**** PENGGALAN DOKUMEN ****

Hujan turun di kaki gunung Manglayang tak berdaya menyejukan suasana peserta teror wacana. Tiga batang rokok menyala, habis begitu saja. Saya meyakini, setiap peserta seperti berada di arena persidangan. Kurawa lain berpendapat, teror wacana jauh tegang daripada persentasi makalah di kelas, bahkan sejajar dengan sidang skripsi di depan dosen penguji.

Baca Juga: SAWALA DARI CIBIRU #4: Jalan Filsafat untuk Membaca Kritis
SAWALA DARI CIBIRU #5: Berkubu dalam Filsafat
SAWALA DARI CIBIRU #6: Wacana Parrhesia

Belajar Filsafat di Kamar LPIK

Setiap berganti kepala suku, berganti pula tema dan corak kajian sesuai konsentrasi kurawa dan dinamika zaman. Di era kepala suku Fikri, kebudayaan menjadi tema besar kajian LPIK. Pada era Raja dan Yuris, kajian terbagi dalam kelas-kelas, seperti filsafat, keislaman, sosial, dan sastra. Kendati ketiga zaman memiliki corak dan kosentrasinya masing-masing, ilmu filsafat selalu membangun iklim di LPIK. Bukan karena kurawa didominasi oleh jurusan Aqidah Filsafat, melainkan filsafat dipandang sebagai pisau analisis untuk membahas berbagai macam bidang kajian dan persoalan kehidupan, salah duanya keislaman dan sosial.

Selama mengamalkan trilogi LPIK sesuai kadar dan kapasitas, sedikit banyak ragam pengetahuan dan wawasan mampu memperbaiki landasan cara berpikir saya dalam melihat suatu perkara berdasarkan ragam perspektif. Tidak mudah tergesa-gesa menyikapi segala persoalan. Bahkan, saya dapat mendekonstruksi tudingan orang awam menganggap filsafat itu sesat dan tidak ada kerjaan, bahwa melalui kegiatan berfilsafat saya mampu memertanyakan ulang suatu persoalan secara luas dan mendalam. Juga menyikapi ragam persoalan secara arif dan bijaksana. Kendati jumlah bacaan dan nalar kritis saya kalah jauh dan cepat berbanding di antara kurawa LPIK lainnya.

**** DATA ENTRI ****

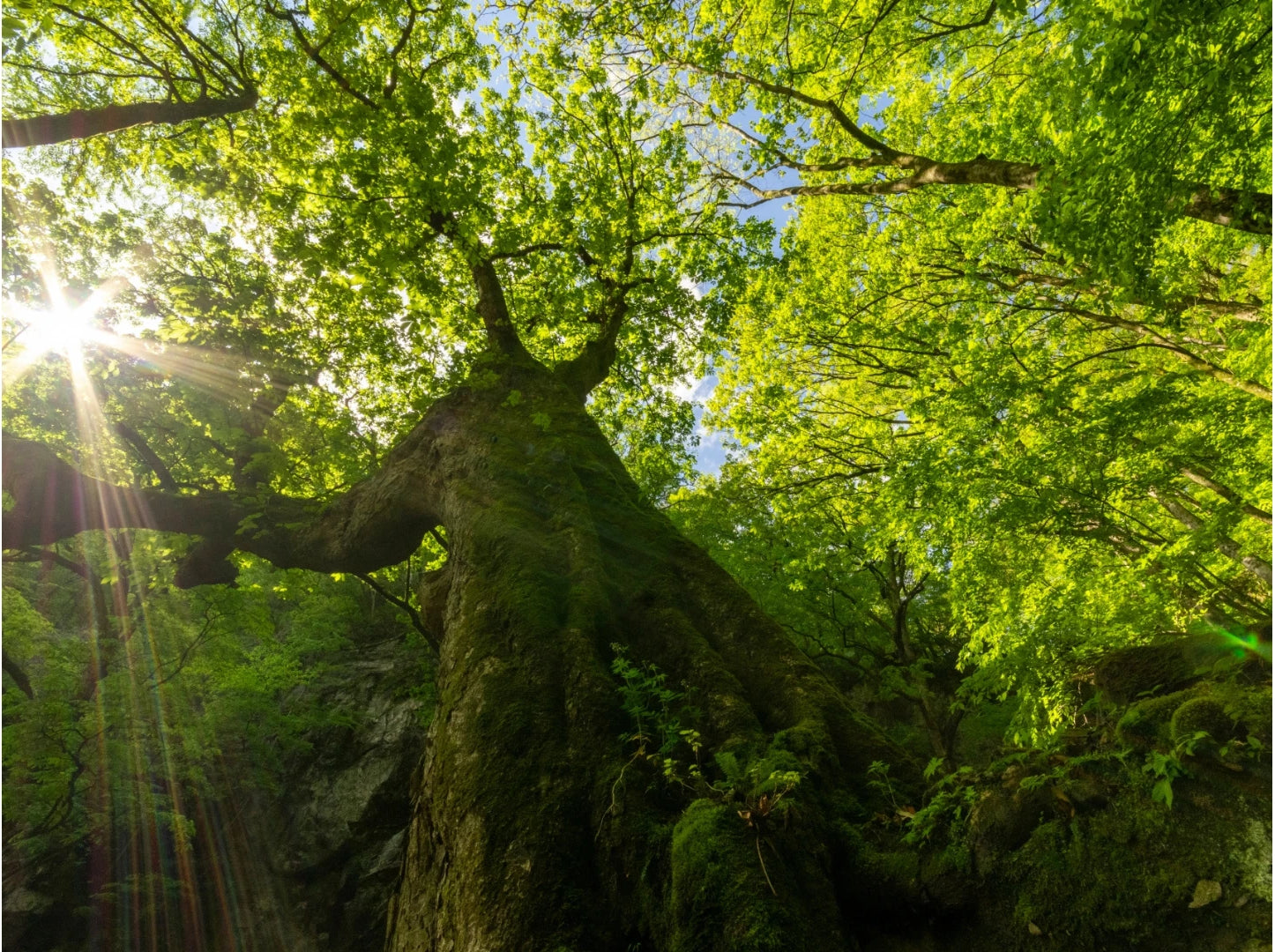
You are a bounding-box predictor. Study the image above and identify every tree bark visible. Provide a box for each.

****
**** DATA ENTRI ****

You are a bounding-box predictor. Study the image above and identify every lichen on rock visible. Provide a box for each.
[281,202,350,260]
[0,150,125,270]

****

§ **LATIHAN TERTULIS**
Sebutkan tema besar kajian LPIK pada era kepala suku Fikri menurut penggalan dokumen.

§ **JAWABAN TERTULIS**
Kebudayaan.